◆ Aim ◆
Output all of the entries exactly as written.

◆ Data entries ◆
## Begin

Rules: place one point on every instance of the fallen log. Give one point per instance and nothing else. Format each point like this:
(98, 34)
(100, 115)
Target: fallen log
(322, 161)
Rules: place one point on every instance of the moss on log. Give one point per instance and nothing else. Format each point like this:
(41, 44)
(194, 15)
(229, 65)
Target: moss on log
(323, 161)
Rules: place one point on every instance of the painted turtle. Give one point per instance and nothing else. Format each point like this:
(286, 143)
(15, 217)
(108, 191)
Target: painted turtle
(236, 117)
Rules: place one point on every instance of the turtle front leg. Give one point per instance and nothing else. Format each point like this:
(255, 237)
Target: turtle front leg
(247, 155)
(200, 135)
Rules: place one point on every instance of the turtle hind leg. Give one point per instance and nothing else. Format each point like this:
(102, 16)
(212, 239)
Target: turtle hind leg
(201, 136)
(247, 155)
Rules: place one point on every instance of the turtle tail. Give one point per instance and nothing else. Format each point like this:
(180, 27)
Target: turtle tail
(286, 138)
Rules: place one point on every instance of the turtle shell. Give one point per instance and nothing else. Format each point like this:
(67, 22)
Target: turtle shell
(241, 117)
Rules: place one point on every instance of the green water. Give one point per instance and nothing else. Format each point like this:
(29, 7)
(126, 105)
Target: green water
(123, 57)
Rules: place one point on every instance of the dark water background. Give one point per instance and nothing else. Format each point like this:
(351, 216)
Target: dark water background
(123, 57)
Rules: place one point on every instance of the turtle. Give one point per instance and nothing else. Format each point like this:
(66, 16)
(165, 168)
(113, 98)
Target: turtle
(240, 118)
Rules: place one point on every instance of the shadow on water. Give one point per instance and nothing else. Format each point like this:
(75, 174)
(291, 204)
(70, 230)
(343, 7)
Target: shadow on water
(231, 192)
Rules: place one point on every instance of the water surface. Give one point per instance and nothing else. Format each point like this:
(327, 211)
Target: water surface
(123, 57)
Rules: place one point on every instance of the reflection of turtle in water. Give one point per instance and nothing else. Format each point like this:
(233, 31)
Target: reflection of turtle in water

## End

◆ Response ◆
Rules: place one point on every instance of the fallen log. Give one point per instance and nothing else. Format each point like this:
(98, 34)
(100, 115)
Target: fallen log
(322, 161)
Rules: place one point on every instance of the moss on log. Give one point per instance and nothing else. Format each point like this:
(41, 44)
(194, 15)
(229, 65)
Target: moss on log
(323, 161)
Rules: place one point on every instance of the painted turtle. Give one point per instance and nothing else. Format each point like this:
(286, 143)
(15, 217)
(108, 191)
Target: painted turtle
(236, 117)
Rules: place one point on every instance of the turtle front leg. Give one point per instance and nothing else. Format each point like this:
(255, 237)
Target: turtle front leg
(247, 155)
(200, 135)
Rules: place one point on every instance of the turtle hind leg. Give one point per instance and nothing else. Format each point like this:
(102, 16)
(212, 239)
Target: turtle hind leg
(201, 136)
(247, 155)
Rules: place one point on every instance of the turtle tail. Give one point per instance and nothing else. Format each point like this:
(180, 27)
Target: turtle tail
(286, 138)
Rules: place one point on every instance of the turtle shell. Give one point per instance and nothing else. Format each point like this:
(67, 22)
Target: turtle shell
(241, 117)
Rules: place one point on every instance of the green water. Give one point per instance and nothing else. Format each point like this:
(29, 7)
(126, 105)
Target: green water
(123, 57)
Rules: place one point on every instance of the dark water background. Give one point per instance and nothing else. Format each point like this:
(351, 216)
Target: dark water background
(123, 57)
Rules: place one point on every instance of the turtle. Give one point per instance and nothing else. Format each point like this:
(66, 16)
(165, 168)
(113, 98)
Target: turtle
(240, 118)
Rules: place one point on every instance of the shadow on water. Give one point per instance and nothing else. Format each point like this:
(75, 174)
(291, 204)
(70, 230)
(343, 7)
Target: shadow on water
(231, 192)
Rules: place one point on every instance of the water surface. Give one point per instance and nothing else. Format each point like this:
(327, 211)
Target: water surface
(123, 57)
Rules: place one point on every instance of the reflection of turtle in water. Give one point per instance and nothing else. Format each point like this:
(233, 31)
Target: reflection of turtle in water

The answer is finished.